### [THE EXERCISE]
Reproduce the entries word for word, from their first line through the line that contains "110L157 77L155 74L132", including both of those lines.

### [LISTED RECORDS]
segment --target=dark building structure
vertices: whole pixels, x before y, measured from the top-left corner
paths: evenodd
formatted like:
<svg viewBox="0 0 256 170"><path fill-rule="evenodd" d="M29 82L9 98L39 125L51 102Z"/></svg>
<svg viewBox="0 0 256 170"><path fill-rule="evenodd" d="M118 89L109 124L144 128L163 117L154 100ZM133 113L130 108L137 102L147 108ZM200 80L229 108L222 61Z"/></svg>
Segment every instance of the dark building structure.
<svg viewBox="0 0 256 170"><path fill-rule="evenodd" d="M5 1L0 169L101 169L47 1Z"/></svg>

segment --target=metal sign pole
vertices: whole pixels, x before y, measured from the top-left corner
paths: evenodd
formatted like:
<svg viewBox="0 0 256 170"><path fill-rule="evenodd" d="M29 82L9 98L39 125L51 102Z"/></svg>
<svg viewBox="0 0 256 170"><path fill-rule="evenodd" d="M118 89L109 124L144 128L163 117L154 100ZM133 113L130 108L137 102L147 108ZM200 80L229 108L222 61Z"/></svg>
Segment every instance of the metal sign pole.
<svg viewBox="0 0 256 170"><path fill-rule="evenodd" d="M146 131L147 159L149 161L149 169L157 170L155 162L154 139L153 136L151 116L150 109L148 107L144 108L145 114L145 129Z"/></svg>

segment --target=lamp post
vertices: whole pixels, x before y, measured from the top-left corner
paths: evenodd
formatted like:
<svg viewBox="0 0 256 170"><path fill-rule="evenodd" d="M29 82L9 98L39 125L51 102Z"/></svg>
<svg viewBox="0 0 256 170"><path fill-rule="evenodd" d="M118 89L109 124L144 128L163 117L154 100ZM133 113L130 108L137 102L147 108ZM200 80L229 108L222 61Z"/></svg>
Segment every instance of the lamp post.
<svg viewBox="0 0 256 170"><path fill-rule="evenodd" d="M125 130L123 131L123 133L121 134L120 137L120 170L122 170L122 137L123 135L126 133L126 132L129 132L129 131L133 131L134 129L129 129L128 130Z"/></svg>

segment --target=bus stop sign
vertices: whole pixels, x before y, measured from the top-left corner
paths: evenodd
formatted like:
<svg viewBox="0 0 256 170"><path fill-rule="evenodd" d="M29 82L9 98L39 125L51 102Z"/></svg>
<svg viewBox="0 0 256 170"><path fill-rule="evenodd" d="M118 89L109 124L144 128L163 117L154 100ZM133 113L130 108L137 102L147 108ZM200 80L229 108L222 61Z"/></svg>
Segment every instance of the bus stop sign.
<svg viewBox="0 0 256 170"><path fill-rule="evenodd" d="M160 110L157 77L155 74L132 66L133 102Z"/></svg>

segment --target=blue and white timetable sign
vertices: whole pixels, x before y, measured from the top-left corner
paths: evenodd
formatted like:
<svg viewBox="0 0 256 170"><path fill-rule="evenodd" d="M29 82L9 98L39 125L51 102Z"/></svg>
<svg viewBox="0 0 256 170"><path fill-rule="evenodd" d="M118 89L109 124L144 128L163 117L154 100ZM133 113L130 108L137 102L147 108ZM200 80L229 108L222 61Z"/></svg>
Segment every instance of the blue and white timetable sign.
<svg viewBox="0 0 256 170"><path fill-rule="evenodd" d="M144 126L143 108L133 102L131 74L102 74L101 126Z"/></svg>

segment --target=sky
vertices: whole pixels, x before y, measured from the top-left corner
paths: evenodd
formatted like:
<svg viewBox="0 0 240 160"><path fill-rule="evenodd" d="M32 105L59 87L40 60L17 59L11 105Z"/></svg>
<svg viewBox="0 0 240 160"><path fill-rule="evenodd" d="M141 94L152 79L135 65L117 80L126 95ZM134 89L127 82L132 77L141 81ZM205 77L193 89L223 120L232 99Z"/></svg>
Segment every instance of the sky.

### [SOLUTION]
segment --target=dark building structure
vertices: whole pixels, x before y, measured from the top-left corner
paths: evenodd
formatted like:
<svg viewBox="0 0 256 170"><path fill-rule="evenodd" d="M29 82L9 98L39 125L51 102Z"/></svg>
<svg viewBox="0 0 256 170"><path fill-rule="evenodd" d="M118 89L109 124L144 128L163 117L154 100ZM133 113L130 108L137 102L147 108ZM200 80L229 108L222 61Z"/></svg>
Segment every instance of the dark building structure.
<svg viewBox="0 0 256 170"><path fill-rule="evenodd" d="M5 1L0 169L101 169L47 1Z"/></svg>

segment --target=metal sign pole
vertices: whole pixels, x before y, measured from the top-left corner
paths: evenodd
formatted like:
<svg viewBox="0 0 256 170"><path fill-rule="evenodd" d="M29 82L9 98L39 125L51 102Z"/></svg>
<svg viewBox="0 0 256 170"><path fill-rule="evenodd" d="M118 89L109 124L144 128L163 117L154 100ZM133 113L130 108L137 102L147 108ZM200 80L229 108L222 61Z"/></svg>
Segment every instance of the metal sign pole.
<svg viewBox="0 0 256 170"><path fill-rule="evenodd" d="M146 131L147 159L149 161L149 169L157 170L155 162L154 139L153 136L151 116L150 109L148 107L144 108L145 114L145 129Z"/></svg>

segment --target=lamp post
vertices: whole pixels, x before y, measured from the top-left corner
paths: evenodd
formatted like:
<svg viewBox="0 0 256 170"><path fill-rule="evenodd" d="M29 82L9 98L39 125L51 102Z"/></svg>
<svg viewBox="0 0 256 170"><path fill-rule="evenodd" d="M118 89L109 124L144 128L163 117L154 100ZM133 113L130 108L137 102L147 108ZM200 80L229 108L222 61Z"/></svg>
Segment every instance of the lamp post.
<svg viewBox="0 0 256 170"><path fill-rule="evenodd" d="M125 130L123 131L123 133L121 134L120 137L120 170L122 170L122 137L123 135L126 133L126 132L129 132L129 131L133 131L134 129L129 129L128 130Z"/></svg>

segment --target=bus stop sign
vertices: whole pixels, x before y, measured from the top-left corner
paths: evenodd
formatted like:
<svg viewBox="0 0 256 170"><path fill-rule="evenodd" d="M29 82L9 98L39 125L51 102Z"/></svg>
<svg viewBox="0 0 256 170"><path fill-rule="evenodd" d="M118 89L109 124L144 128L163 117L154 100ZM133 113L130 108L137 102L147 108ZM200 80L229 108L222 61Z"/></svg>
Segment every instance of the bus stop sign.
<svg viewBox="0 0 256 170"><path fill-rule="evenodd" d="M160 110L157 77L155 74L132 66L133 102Z"/></svg>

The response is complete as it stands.